Driving in German Cities, Towns, and Villages

This page contains the following topics:

  1. Personal Safety and Mandatory Equipment in the Vehicle
  2. Speed Limit in German cities
  3. 30 ZONE
  4. Two Types of Speed Limits in Germany
  5. Two-lane Expressway
  6. Speed Limit on Roads Outside City Limits
  7. Advisory Speed Limit Indicator
  8. Priority Road
  9. Right before Left
  10. Tailgating
  11. Traffic-Calming Zones
  12. No Entry Signs in Germany
  13. One-way Street (Einbahnstraße)
  14. German Railroad Crossing
  15. To see the important road signs in Germany, please visit Important Road Signs.

Learn German on Your Own
A self-study guide for beginners

1. Personal Safety and Mandatory Equipment in the Vehicle

All passengers must wear their seatbelts at all times. The driver must also check that all passengers are wearing their seatbelts. If any of the passengers is not wearing a seatbelt, the driver may face a fine of up to 50 euros. Children under the age of three must be sitting in the back kid seat. Children under the age of 12 and those shorter than 1.5 meters must sit in the back of the car. A child seat or proper restraint is recommended for all children under 12 years.
Some equipment is mandatory in every traveling vehicle in Germany, which includes:

  1. A first aid kit (mandatory for vehicles registered in Germany and recommended for foreign-registered vehicles)
  2. A warning triangle (mandatory for vehicles registered in Germany and recommended for foreign-registered vehicles)
  3. A reflective safety jacket (mandatory for vehicles registered in Germany and recommended for foreign-registered vehicles)
  4. Helmets for motorcycle or moped riders
  5. Beam deflectors
  6. Cycles must be installed with functional front and backlight during night, rain, and snow. The default reflectors are not enough.

▶ **Recorded data**:
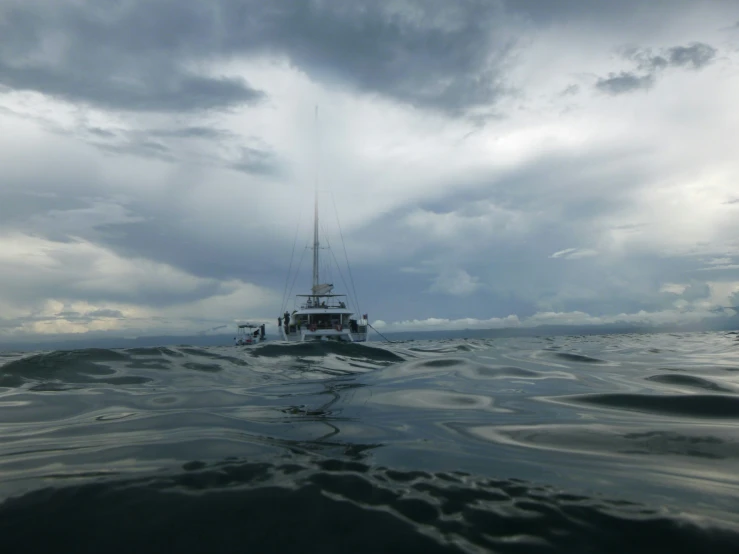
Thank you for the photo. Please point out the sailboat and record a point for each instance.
(322, 314)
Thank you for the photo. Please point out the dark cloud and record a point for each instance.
(105, 313)
(694, 56)
(162, 144)
(98, 59)
(434, 54)
(624, 82)
(697, 291)
(209, 133)
(255, 161)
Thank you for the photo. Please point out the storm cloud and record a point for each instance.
(486, 163)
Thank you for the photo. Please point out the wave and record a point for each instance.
(335, 505)
(694, 405)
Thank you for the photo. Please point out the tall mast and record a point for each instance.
(315, 215)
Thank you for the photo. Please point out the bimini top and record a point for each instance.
(320, 295)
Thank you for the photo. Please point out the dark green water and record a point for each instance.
(575, 444)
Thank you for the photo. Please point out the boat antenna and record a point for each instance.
(315, 214)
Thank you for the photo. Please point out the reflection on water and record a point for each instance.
(592, 444)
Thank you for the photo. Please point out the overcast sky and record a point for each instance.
(492, 162)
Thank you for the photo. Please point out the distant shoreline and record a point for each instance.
(77, 342)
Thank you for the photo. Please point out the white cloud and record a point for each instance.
(455, 282)
(574, 253)
(174, 217)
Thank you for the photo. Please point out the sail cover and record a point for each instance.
(325, 288)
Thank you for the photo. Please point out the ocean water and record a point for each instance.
(624, 443)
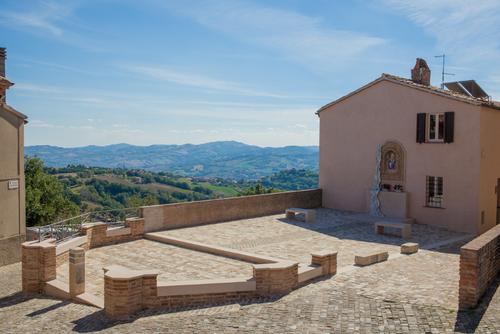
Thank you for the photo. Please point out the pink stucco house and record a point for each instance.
(439, 151)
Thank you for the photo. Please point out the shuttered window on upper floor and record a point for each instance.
(435, 127)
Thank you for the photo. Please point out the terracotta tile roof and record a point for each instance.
(429, 89)
(13, 111)
(5, 82)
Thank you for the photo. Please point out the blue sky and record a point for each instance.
(171, 72)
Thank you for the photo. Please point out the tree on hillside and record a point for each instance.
(47, 199)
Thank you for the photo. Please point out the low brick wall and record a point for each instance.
(168, 216)
(128, 291)
(479, 266)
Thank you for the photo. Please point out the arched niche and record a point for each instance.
(392, 164)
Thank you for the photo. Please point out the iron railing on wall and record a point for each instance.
(70, 227)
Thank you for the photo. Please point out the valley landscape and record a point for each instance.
(224, 159)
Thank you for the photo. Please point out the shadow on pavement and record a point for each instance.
(468, 320)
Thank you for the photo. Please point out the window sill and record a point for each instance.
(434, 207)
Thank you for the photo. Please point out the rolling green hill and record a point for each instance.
(228, 159)
(95, 188)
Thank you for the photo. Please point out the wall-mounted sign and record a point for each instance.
(13, 184)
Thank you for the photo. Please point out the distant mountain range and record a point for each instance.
(225, 159)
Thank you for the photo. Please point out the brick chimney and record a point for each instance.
(421, 73)
(2, 61)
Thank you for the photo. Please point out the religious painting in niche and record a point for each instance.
(392, 164)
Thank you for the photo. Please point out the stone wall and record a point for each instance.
(10, 249)
(98, 234)
(168, 216)
(128, 291)
(479, 266)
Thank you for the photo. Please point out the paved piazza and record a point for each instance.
(278, 237)
(173, 263)
(406, 294)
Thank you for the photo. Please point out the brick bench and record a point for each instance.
(403, 227)
(310, 215)
(409, 248)
(366, 259)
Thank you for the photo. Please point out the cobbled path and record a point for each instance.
(335, 305)
(407, 294)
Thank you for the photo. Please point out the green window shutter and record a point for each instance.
(421, 120)
(449, 126)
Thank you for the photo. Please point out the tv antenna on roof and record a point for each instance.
(443, 73)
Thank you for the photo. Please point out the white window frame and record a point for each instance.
(437, 201)
(436, 128)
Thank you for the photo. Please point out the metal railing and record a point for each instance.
(71, 227)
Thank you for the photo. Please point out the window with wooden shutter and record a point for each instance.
(434, 192)
(449, 126)
(421, 126)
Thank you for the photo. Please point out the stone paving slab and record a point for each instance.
(174, 263)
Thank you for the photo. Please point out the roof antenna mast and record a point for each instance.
(443, 73)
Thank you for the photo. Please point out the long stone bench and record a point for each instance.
(366, 259)
(403, 227)
(310, 215)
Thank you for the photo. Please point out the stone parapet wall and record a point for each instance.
(10, 249)
(98, 234)
(479, 266)
(168, 216)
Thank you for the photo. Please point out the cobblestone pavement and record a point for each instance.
(275, 236)
(174, 263)
(335, 305)
(406, 294)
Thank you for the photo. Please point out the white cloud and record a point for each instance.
(196, 80)
(467, 29)
(303, 38)
(44, 17)
(37, 88)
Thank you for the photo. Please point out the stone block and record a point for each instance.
(409, 248)
(327, 260)
(38, 265)
(276, 278)
(367, 259)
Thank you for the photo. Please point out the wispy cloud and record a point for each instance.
(45, 17)
(196, 80)
(37, 88)
(468, 29)
(296, 36)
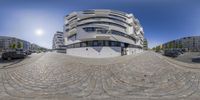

▶ **Problem set**:
1. List every piece of equipment named in the numbered equipment list of the driving guide on German cities, towns, and villages.
2. Answer the following from the driving guide on German cities, towns, and villages:
(a) What is the maximum fine a driver may face if a passenger is not wearing a seatbelt?
(b) Which numbered topic in the opening list covers tailgating?
(c) Below what height must children sit in the back of the car?
3. Continue the driving guide on German cities, towns, and villages from the point at which it ends.

▶ **Responses for each task**:
1.
- A first aid kit
- A warning triangle
- A reflective safety jacket
- Helmets for motorcycle or moped riders
- Beam deflectors
- Functional front and back lights on cycles during night, rain, and snow

2.
(a) Up to 50 euros.
(b) Topic 10.
(c) 1.5 meters.

3.
2. Speed Limits in German Cities

The normal speed limit within cities is 50 km/h. This limit automatically starts at a sign bearing the city name. When seeing the sign 310, drivers must reduce their speed to 50 km/h until a sign appears allowing a higher speed limit or a sign indicating the end of the city boundary, i.e., sign 311 or 310-40.

Sign 310

This sign indicates the name of a town or city. At this point, speed must be reduced to 50 km/h.
The German word Kreis is the short form of the word "Landkreis." A Kreis is an adminisrative district that contains multiple municipalities.

Sign 311

The backside of sign 310 shows the end of the current city limits (here, Wilster) and marks the next city. A speed limit of 100 km/h is generally applicable now.

The next city, Schotten, is 6 km away.

3. 30 ZONE

Inside city limits, there can be some inner residential areas where speed limits are reduced to 30 km/h. These areas are marked by the sign 274.

Sign 274-1

Signboard indicating 30 ZONE ahead. Upon seeing this sign, the speed must be reduced to 30 km/h.

Sign 274-2

The speed limit of 30 km/h is no longer applicable. Here starts the regular intercity speed limit of 50 km/h.

4. Types of Speed Limits in Germany

A speed indicated inside a red circle is the highest permissible speed on that road, whereas a speed limit written on a blue circular sign is the minimum empowered speed.

4.1. Upper-speed limit

Sign 274

Indicates the maximum speed allowed on the road.

Sign 278

Indicates the end of the current speed limit zone.

4.2. Lower speed limit

Some roads have mandatory minimum speed implementations. Vehicles that cannot sustain the required speed, except for specific types of military vehicles, are not permitted on highways when sign 275 appears.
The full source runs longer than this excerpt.